EXTRAIT À LIRE:

___

Jad Wio ou l’art du mix. En 1985, lorsqu’ils publient ce premier (mini) LP sur l’impeccable label havrais de Yann Farcy, Kbye et Bortek surprennent et se distinguent par leur capacité à créer un rock bigarré, produit de multiples influences que l’on n’imaginait pas forcément conciliables. Jad Wio, tout d’abord, c’est l’Orient et l’Occident. Leurs compositions fortement influencées par le rock américain de la fin des sixties (nous y reviendrons) sont ainsi discrètement teintées de touches arabisantes (le refrain de « Taiba » mais aussi les intonations de Bortek). L’anglais et l’arabe, donc, enregistrés et mixés à Paris en février 1985. Les deux membres du groupe ont passé une dizaine d’années au Maghreb où ils se sont rencontrés, et « Taiba » rend compte du choc des cultures : « taiba wa safara wa hallah khamulilah…. » sur fond de guitares électrisées. Comme un fait exprès, c’est sur la reprise du "Paint in Black" des Stones que la double influence est plus lisible encore : les guitares de Kbye semblent reprendre les choses là où Brian Jones les avaient laissées lors de son passage parmi les musiciens marocains du Joujouka. Pour autant, leur Orient au goût d'opium est largement fantasmatique, tel celui qu’on put rêver les artistes du XIXème siècle, comme le suggère la pochette du disque.

___

EXTRAITS DE DONNÉES:
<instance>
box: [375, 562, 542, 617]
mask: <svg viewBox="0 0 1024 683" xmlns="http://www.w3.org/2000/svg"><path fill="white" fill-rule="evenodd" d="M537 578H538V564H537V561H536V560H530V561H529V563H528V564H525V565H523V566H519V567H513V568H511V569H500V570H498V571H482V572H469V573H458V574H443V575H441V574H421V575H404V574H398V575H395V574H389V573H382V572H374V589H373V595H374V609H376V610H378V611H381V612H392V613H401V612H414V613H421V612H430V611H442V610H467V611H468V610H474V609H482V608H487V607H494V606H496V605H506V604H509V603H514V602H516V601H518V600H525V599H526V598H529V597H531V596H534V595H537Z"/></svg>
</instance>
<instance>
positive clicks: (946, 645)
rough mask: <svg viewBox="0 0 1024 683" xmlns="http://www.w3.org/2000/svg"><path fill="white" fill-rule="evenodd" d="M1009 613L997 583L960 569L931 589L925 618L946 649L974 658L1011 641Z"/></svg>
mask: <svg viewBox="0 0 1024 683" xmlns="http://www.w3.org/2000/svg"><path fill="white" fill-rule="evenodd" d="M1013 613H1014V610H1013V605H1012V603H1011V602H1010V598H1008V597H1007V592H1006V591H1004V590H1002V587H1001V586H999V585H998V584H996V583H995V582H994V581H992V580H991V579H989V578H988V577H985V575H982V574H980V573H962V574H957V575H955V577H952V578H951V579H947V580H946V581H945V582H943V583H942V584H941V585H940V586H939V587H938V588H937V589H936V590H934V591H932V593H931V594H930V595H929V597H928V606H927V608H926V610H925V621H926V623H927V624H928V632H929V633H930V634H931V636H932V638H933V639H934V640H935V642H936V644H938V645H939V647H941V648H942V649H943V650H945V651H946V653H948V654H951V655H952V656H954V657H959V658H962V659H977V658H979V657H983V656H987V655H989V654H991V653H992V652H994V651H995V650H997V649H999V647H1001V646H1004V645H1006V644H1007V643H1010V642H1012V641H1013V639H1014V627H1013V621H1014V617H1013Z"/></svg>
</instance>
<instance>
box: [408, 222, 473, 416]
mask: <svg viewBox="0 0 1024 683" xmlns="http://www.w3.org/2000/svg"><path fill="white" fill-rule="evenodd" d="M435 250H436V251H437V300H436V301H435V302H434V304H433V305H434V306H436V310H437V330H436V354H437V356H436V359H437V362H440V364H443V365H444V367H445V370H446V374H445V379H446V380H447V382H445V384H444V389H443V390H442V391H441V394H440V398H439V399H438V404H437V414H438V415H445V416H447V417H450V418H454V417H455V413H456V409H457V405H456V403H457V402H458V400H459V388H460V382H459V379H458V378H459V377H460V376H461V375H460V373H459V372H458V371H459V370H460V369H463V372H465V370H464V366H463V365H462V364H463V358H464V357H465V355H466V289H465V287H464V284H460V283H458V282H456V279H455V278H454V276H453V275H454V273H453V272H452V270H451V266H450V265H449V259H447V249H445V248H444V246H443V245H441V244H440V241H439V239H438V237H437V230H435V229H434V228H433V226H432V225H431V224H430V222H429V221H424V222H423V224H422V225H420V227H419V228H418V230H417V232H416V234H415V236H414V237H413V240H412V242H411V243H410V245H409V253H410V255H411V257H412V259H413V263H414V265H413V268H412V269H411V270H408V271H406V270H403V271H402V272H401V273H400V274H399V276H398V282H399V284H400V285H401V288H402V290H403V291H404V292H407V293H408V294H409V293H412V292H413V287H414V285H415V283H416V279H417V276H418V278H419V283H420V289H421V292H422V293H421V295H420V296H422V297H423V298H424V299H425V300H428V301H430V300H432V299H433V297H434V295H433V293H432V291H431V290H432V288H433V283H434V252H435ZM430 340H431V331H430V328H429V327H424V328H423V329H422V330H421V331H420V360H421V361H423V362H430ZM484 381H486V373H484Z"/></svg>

___

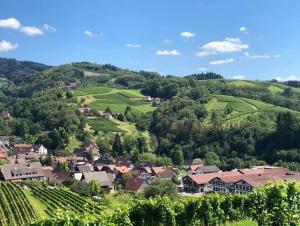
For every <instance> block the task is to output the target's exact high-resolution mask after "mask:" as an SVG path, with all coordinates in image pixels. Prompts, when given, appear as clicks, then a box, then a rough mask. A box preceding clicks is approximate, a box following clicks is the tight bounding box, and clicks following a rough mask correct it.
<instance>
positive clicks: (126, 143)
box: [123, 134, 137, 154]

___

ACTIVITÉ 1: Dans le texte sur Jad Wio, où les deux membres du groupe se sont-ils rencontrés ?
ACTIVITÉ 2: Traduisez en anglais cette phrase du texte sur Jad Wio : « Jad Wio, tout d’abord, c’est l’Orient et l’Occident. »

RÉPONSE FINALE 1: Au Maghreb, où ils ont passé une dizaine d'années.

RÉPONSE FINALE 2: Jad Wio, first of all, is the East and the West.